Tasks to complete =
A. In the floating-point thread, on which page of the paper does the proof of Theorem 9 appear?
B. Please write the next part of the floating-point thread, picking up after its final sentence.

Exercise text =
* * * * * * *
I was reading What Every Computer Scientist Should Know About Floating-Point Arithmetic, which is extremely interesting. But I have some troubles understanding the proof of Theorem 9 (page 33).

First a pretty trivial question. When the formula $(15)$ say:
$$y - \bar{y} \lt (\beta - 1)(\beta^{-p} + \dots + \beta^{-p-k})$$
Shouldn't it be $\le$ instead of $\lt$, or did I miss something?

More importantly, I do not understand why it say that if $x-\bar{y} \lt 1$, then $\delta = 0$. How can there be no rounding error?

It is then said that:
$$x - y \ge 1.0 - 0.\overbrace{0 \dots 0}^k\overbrace{\rho \dots \rho}^k \; \textrm{with} \; \rho = \beta - 1$$

Why is that so? Can't the difference be arbitrarily small or even $0$? Why would there be as many $\rho$'s as there are $0$'s?

Solution

I'll post some elements of answer to my own question from what I understand. Anyone feel free to make a better, less sloppy answer.

First, there are several versions of this document online. They all have some typographic defects at some point. So when in doubt, better check those 3 versions first.

  • https://www.itu.dk/~sestoft/bachelor/IEEE754_article.pdf



  • https://docs.oracle.com/cd/E19957-01/806-3568/ncg_goldberg.html



  • https://ece.uwaterloo.ca/~dwharder/NumericalAnalysis/02Numerics/Double/paper.pdf



Second, there's a lot of implicit stuff going on with this first actual proof. So let's clarify some of them.
* * * * * * *
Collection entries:
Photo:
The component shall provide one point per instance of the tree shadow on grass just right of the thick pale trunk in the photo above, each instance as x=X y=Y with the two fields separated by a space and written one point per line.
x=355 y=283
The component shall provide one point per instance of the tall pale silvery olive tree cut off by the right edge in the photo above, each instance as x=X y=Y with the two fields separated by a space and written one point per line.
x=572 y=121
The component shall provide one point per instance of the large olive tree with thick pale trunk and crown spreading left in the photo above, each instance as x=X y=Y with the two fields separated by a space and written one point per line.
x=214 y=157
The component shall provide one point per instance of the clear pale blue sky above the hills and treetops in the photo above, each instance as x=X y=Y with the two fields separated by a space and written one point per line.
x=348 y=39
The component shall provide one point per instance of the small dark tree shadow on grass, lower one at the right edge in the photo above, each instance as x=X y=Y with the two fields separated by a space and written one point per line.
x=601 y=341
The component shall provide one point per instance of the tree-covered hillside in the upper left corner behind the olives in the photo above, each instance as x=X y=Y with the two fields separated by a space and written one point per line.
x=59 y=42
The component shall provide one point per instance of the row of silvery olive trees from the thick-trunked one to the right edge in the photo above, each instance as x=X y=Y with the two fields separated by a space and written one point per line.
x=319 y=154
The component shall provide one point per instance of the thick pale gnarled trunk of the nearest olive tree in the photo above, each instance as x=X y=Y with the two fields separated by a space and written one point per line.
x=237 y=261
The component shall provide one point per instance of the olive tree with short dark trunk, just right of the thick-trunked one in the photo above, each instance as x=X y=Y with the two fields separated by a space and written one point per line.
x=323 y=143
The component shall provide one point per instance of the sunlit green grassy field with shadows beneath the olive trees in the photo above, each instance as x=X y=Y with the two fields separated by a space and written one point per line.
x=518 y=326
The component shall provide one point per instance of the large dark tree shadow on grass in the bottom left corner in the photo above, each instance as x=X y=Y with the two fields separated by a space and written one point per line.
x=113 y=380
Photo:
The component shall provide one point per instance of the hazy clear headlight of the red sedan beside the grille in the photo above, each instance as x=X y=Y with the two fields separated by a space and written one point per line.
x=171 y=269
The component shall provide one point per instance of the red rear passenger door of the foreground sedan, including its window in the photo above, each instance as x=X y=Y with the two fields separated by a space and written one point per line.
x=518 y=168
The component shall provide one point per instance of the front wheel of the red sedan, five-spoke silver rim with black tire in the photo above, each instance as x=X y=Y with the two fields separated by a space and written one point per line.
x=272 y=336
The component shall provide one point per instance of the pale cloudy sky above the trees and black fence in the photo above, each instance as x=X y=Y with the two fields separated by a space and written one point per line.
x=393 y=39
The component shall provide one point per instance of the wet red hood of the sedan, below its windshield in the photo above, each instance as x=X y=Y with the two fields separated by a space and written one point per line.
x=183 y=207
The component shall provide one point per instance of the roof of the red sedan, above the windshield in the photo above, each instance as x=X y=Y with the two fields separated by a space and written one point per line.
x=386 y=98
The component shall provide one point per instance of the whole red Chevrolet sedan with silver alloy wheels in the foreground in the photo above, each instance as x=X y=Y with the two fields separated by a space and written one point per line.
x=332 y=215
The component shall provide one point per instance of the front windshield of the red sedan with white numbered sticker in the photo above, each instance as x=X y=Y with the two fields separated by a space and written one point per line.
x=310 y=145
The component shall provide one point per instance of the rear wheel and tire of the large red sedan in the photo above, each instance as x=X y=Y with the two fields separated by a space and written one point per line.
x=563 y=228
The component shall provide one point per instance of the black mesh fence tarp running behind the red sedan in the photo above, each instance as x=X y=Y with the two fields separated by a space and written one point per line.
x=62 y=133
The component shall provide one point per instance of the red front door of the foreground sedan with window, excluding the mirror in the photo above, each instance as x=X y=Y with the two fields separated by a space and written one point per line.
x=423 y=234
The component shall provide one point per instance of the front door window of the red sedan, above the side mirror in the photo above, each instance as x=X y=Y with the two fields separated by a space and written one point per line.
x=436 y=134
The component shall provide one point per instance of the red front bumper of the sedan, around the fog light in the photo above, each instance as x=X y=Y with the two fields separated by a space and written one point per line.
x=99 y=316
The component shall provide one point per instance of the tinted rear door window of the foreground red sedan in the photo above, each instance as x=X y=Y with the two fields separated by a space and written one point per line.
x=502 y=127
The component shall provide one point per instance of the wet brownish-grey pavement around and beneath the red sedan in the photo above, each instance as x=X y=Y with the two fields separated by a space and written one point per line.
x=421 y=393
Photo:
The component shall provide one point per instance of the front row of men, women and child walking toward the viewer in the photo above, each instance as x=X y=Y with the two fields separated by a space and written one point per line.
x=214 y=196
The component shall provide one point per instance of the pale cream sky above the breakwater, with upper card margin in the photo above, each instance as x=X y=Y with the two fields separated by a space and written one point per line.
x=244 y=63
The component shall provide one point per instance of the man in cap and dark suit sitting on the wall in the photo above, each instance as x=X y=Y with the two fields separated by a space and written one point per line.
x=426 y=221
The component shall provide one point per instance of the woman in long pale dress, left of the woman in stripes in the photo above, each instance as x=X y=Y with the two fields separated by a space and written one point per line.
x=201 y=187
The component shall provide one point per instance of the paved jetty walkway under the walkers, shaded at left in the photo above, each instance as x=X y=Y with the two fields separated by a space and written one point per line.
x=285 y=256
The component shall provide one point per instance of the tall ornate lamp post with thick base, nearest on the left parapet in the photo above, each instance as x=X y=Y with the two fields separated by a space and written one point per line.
* * * * * * *
Task-by-task results =
A. Page 33.

B.
Reachable bound of $y - \bar{y}$

I think that, no, the bound on $y - \bar{y}$ cannot be reached. Let's try to go for the worst case with $k = p+1$. Let's assume $p = 6$ and the radix $\beta = 10$.
\begin{align}
y & = \overbrace{0.000000}^{k=7}\overbrace{999999}^{p=6} \\
\bar{y} & = \overbrace{0.000000}^{p+1=7} \\
y - \bar{y} & = 0.000000999999 \\
& = 9 \times (10^{-7}+\dots+10^{-12}) \\
& = (\beta - 1)(\beta^{-p-1}+\dots+\beta^{-p-p}) \\
& \lt (\beta - 1)(\beta^{-p-1}+\dots+\beta^{-p-p}+\beta^{-p-(p+1)}) \\
& \lt (\beta - 1)(\beta^{-p-1}+\dots+\beta^{-p-p}+\beta^{-p-k})
\end{align}

I had to add an extra term to the sum (i.e. an extra digit) to get the same formula as the paper. Hence the $=$ got transformed to $\lt$.

This exact bound simplify the second case of the proof. Although a looser and simpler bound $y - \bar{y} \lt \beta^{-p}$ would be enough for the first case when $x - y \ge 1$.

No rouding error when $x - \bar{y} \lt 1$

The assertion that if $x - \bar{y} \lt 1$, then $\delta = 0$ seems true. The rounding error $\delta$ is the error we introduce by removing the guard digit to produce the final result. This is sometimes needed because $\bar{y}$ has $p+1$ digits and $x - \bar{y}$ might as well have $p+1$ digits.

For instance:
\begin{align}
x & = 2.00000 \\
y & = 0.0123456 \\
\bar{y} & = 0.012345 \\
x - \bar{y} & = 1.987655
\end{align}
The result has $7$ digits therefore has to be rounded to $6$ digits.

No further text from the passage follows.